Contar con cuadros capacitados debe ser una de las tareas centrales de cualquier organización política que aspira al poder. Siempre se requiere, además de la natural renovación generacional, del acceso de gente preparada, con nuevas visiones y actitudes que refresquen la forma de hacer política y ofrezcan renovadas respuestas a problemas añejos. Por ello existen escuelas de cuadros y formaciones juveniles en todos los partidos. Son como las fuerzas básicas de las que habrán de emerger los nuevos liderazgos, los técnicos o los políticos profesionales en los que se soporta la capacidad de una fuerza política para ofertar a la ciudadanía una plataforma política, un ideario o un proyecto de desarrollo nacional o estatal y ejercer gobiernos a la altura de las circunstancias.

 

En esa lógica todos los gobernantes buscan formar sus cuadros que les permitan trascender el ciclo de poder que les corresponde. Son los jóvenes – y en los tiempos de la Cuarta Transformación, los cercanos sin mayor experiencia en la administración pública- que de la nada reciben delicadas oportunidades políticas o administrativas y que en teoría se deben ir fogueando para empresas cada vez mayores. Sea un cargo de elección popular o una alta responsabilidad en el organigrama burocrático. Su mérito es, o debía ser, sus aptitudes profesionales, su sensibilidad política, su formación cultural o académica, sus dotes para el liderazgo o el cabildeo, entre muchas prendas que en teoría sustentan o dan la razón al propósito del gobernante que los impulsa.

TAREA DE TRABAJO 1
Devuelve el fragmento del texto sobre la formación de cuadros políticos que va desde "Contar con cuadros" hasta "de las circunstancias.", copiado sin ninguna modificación.
TAREA DE TRABAJO 2
Según el texto sobre la formación de cuadros políticos, ¿qué existe en todos los partidos para contar con cuadros capacitados?

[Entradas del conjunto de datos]
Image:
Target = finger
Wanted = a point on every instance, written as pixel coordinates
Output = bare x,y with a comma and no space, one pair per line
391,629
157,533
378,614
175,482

SOLUCIÓN 1
Contar con cuadros capacitados debe ser una de las tareas centrales de cualquier organización política que aspira al poder. Siempre se requiere, además de la natural renovación generacional, del acceso de gente preparada, con nuevas visiones y actitudes que refresquen la forma de hacer política y ofrezcan renovadas respuestas a problemas añejos. Por ello existen escuelas de cuadros y formaciones juveniles en todos los partidos. Son como las fuerzas básicas de las que habrán de emerger los nuevos liderazgos, los técnicos o los políticos profesionales en los que se soporta la capacidad de una fuerza política para ofertar a la ciudadanía una plataforma política, un ideario o un proyecto de desarrollo nacional o estatal y ejercer gobiernos a la altura de las circunstancias.

SOLUCIÓN 2
Escuelas de cuadros y formaciones juveniles.